=== Extrait de texte ===

Interview publié dans le PROG de Janvier/Février 2024
« Je suis un transmetteur »
Seule en scène dans le spectacle « Tout le monde savait », la comédienne incarne Valérie Bacot, victime de violences sexuelles répétées par son beau-père devenu mari, qui s’en est libérée en le tuant. Une pièce émouvante, dont elle nous dit plus…
Avez-vous rencontré Valérie Bacot pour préparer la pièce ?
Je l’ai rencontrée lors de rendez-vous communs avec des journalistes, alors que j’avais déjà commencé les répétitions. Ce qui m’a étonnée c’est son côté très solaire, cette envie de vivre qui se dégage d’elle.
Le fait d’incarner une personne vivante a-t-il changé votre manière d’aborder le rôle ?
J’imagine que oui. Il faut être humble : je ne peux pas être plus sincère qu’elle. C’est aussi une histoire plutôt dans la rubrique des faits divers et statistiques, qui fait appel à l’intellectuel, et mon travail consiste à faire passer cela en histoire et en spectacle, du côté de l’émotion pour le public. Je suis un transmetteur.
La thématique du spectacle est difficile, celle des violences faites aux femmes : aviez-vous envie de l’aborder ?
« Envie » je ne sais pas, mais j’avais une certaine inquiétude, car si on ne traite pas cette thématique de la bonne manière, cela peut être contreproductif. C’est un défi : comment mettre de la vie là où il y a un danger de mort ? Quelqu’un qui est en train de se noyer n’a pas de recul, il fait tout pour survivre, les yeux grands ouverts, à la recherche désespérée d’air. Je me suis dit que j’allais faire pareil, ne pas chercher à raconter une grosse histoire mais vivre à fond chaque moment, un instant après l’autre. Là cette femme respire, là elle cherche simplement à survivre, là elle sauve ses enfants… Et j’ai la chance de jouer aussi le rôle de l’avocate, pour évoquer les moments trop durs. Ces deux personnages, un qui est maltraité, l’autre très fort, permettent un équilibre intéressant pour moi et pour le public.
Le spectacle déclenche-t-il des confidences de la part des spectateurs à la sortie ?

=== Lignes de données ===

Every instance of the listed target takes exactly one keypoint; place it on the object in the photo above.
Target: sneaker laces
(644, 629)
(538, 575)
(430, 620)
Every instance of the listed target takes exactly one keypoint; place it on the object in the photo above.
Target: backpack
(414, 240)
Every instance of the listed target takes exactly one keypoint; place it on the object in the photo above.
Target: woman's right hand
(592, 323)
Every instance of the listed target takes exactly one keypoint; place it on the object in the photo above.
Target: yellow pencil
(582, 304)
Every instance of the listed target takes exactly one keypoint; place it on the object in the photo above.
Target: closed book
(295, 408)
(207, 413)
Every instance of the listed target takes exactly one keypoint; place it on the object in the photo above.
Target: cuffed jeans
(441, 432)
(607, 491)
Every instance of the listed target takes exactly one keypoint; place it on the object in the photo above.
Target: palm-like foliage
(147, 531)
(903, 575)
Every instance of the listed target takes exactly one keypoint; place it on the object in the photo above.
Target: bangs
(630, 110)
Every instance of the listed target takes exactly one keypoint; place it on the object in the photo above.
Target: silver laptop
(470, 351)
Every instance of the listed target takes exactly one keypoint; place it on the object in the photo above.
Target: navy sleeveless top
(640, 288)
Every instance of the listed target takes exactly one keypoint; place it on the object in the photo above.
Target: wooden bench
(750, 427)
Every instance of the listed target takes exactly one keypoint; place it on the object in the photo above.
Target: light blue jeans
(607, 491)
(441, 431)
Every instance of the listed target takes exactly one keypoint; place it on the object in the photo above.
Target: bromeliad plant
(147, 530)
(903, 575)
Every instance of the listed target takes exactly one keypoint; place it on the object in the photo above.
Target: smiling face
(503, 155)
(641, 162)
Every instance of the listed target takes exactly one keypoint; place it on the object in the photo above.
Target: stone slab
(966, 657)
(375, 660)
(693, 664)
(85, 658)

===

Exercice écrit 1:
Reprenez à l'identique, dans l'entretien, tout ce qui va de « Je l’ai rencontrée » jusqu'à « suis un transmetteur. ».
Exercice écrit 2:
Comment résumer l'entretien en deux phrases ?
Seul l'entretien doit servir de base.

Réponse complète 1:
Je l’ai rencontrée lors de rendez-vous communs avec des journalistes, alors que j’avais déjà commencé les répétitions. Ce qui m’a étonnée c’est son côté très solaire, cette envie de vivre qui se dégage d’elle.
Le fait d’incarner une personne vivante a-t-il changé votre manière d’aborder le rôle ?
J’imagine que oui. Il faut être humble : je ne peux pas être plus sincère qu’elle. C’est aussi une histoire plutôt dans la rubrique des faits divers et statistiques, qui fait appel à l’intellectuel, et mon travail consiste à faire passer cela en histoire et en spectacle, du côté de l’émotion pour le public. Je suis un transmetteur.

Réponse complète 2:
Seule en scène dans « Tout le monde savait », la comédienne incarne Valérie Bacot, victime de violences sexuelles répétées de la part de son beau-père devenu mari, qui s'en est libérée en le tuant, et elle se décrit comme un transmetteur chargé de faire passer ce fait divers du côté de l'émotion pour le public. Inquiète de traiter de façon contreproductive le thème des violences faites aux femmes, elle a choisi de vivre à fond chaque moment, comme quelqu'un qui se noie, et joue aussi l'avocate, ce qui crée un équilibre entre un personnage maltraité et un personnage très fort.